-- Start MATERIAL --
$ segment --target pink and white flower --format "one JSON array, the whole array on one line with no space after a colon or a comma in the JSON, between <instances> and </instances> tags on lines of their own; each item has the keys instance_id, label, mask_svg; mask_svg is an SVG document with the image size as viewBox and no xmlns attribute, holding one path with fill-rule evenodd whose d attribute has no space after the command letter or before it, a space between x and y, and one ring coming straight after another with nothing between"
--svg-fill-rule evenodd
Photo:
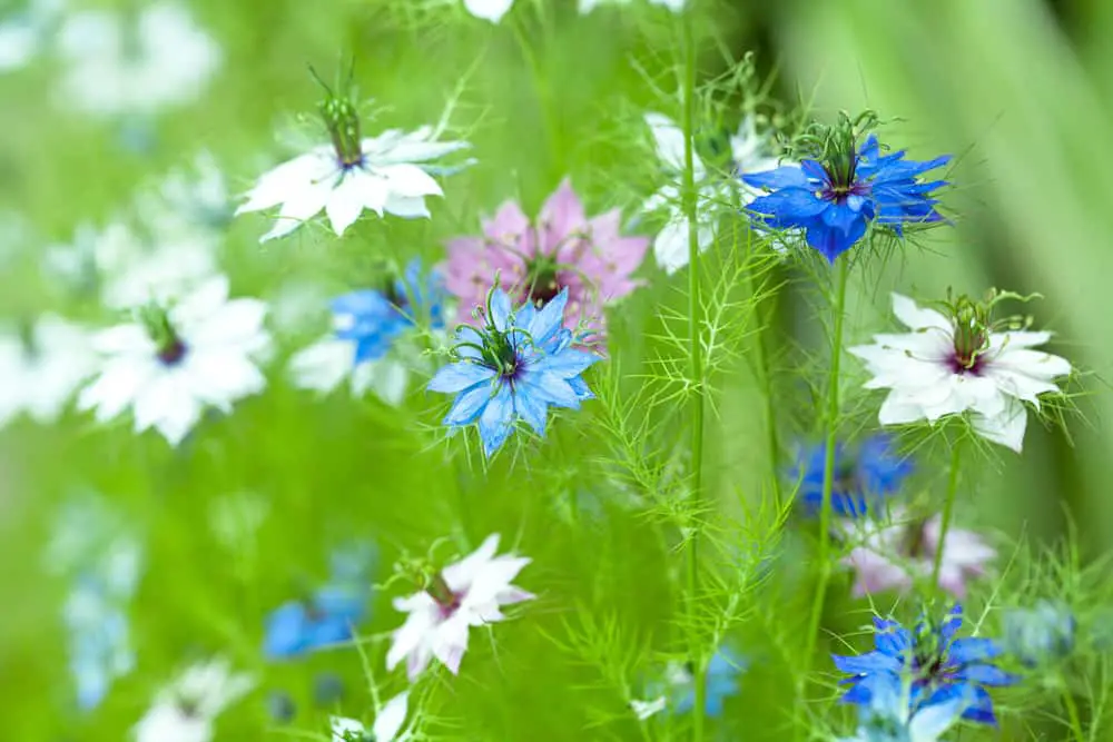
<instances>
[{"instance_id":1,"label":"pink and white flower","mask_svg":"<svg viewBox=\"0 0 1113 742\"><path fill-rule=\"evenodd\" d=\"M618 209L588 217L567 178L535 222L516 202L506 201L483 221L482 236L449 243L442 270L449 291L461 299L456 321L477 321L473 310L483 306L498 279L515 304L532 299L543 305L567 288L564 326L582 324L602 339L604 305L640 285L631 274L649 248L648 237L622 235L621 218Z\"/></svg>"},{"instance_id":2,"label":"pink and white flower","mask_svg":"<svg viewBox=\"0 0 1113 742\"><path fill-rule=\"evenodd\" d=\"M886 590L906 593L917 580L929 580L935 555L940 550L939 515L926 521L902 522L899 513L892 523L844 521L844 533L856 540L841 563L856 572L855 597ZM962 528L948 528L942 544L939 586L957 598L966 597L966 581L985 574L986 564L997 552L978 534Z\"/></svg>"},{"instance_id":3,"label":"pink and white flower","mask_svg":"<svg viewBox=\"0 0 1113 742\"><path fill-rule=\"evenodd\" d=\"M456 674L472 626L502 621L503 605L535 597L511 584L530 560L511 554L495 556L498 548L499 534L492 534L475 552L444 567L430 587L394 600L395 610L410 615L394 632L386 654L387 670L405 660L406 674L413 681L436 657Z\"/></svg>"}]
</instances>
-- End MATERIAL --
» PROBLEM DETAILS: Please copy every one of the items above word for word, leaving the pictures out of your answer.

» SOLUTION TO THIS TASK:
$ segment --target pink and white flower --format "one JSON array, the whole array on one line with no space after a colon or a comma in the JSON, between <instances> and </instances> tags on lines of their own; each item has the keys instance_id, label, mask_svg; mask_svg is an SVG document with the image size as viewBox and no xmlns attribute, holding one path with fill-rule evenodd whose d attribute has no space after the command letter or before it, a space between x and y, and one ring coming straight after another with nothing between"
--svg-fill-rule evenodd
Photo:
<instances>
[{"instance_id":1,"label":"pink and white flower","mask_svg":"<svg viewBox=\"0 0 1113 742\"><path fill-rule=\"evenodd\" d=\"M618 209L588 217L567 178L535 222L516 202L506 201L483 221L482 236L449 243L442 270L449 291L461 299L456 321L477 321L473 310L483 306L498 279L515 304L532 299L543 305L567 288L564 326L582 324L602 339L604 305L640 285L631 274L649 248L648 237L622 235L621 218Z\"/></svg>"},{"instance_id":2,"label":"pink and white flower","mask_svg":"<svg viewBox=\"0 0 1113 742\"><path fill-rule=\"evenodd\" d=\"M886 590L906 593L917 580L929 580L935 555L940 550L939 515L926 521L902 522L899 513L892 523L844 521L844 533L856 540L841 563L856 572L855 597ZM962 528L948 528L942 544L939 586L957 598L966 597L966 581L985 574L986 564L997 552L978 534Z\"/></svg>"},{"instance_id":3,"label":"pink and white flower","mask_svg":"<svg viewBox=\"0 0 1113 742\"><path fill-rule=\"evenodd\" d=\"M456 674L472 626L502 621L503 605L535 597L511 584L530 560L511 554L495 556L498 548L499 534L492 534L475 552L444 567L430 587L394 600L395 610L410 615L394 632L386 654L387 670L405 660L406 674L413 681L436 657Z\"/></svg>"}]
</instances>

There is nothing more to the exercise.